What to produce:
Rewrite every line of the records below as a numbered list, skipping any blank lines. Leave the pictures out of your answer.

(Entries from a pointing dataset)
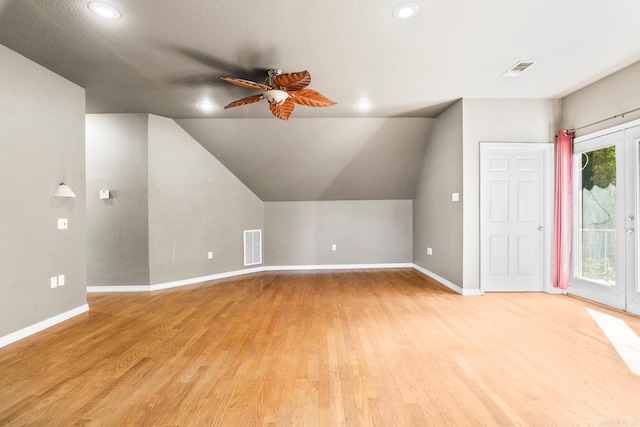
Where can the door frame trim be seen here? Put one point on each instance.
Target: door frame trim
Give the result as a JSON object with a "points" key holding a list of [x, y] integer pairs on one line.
{"points": [[548, 176]]}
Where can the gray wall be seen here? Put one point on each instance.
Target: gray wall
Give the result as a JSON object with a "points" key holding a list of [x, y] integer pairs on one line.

Reply to the exercise:
1. Where can the door frame trim be seen here? Put one point on each instance.
2. Target: door frame trim
3. Give the result as a JSON object with a "points" key holding a list of [x, y] integer pairs on one line.
4. {"points": [[548, 176]]}
5. Where can the gray wall be seen here? Put one point on each instance.
6. Target: gray wall
7. Give the result as a JSON object with a "points" key holding a list of [x, y] integer pairs on one line.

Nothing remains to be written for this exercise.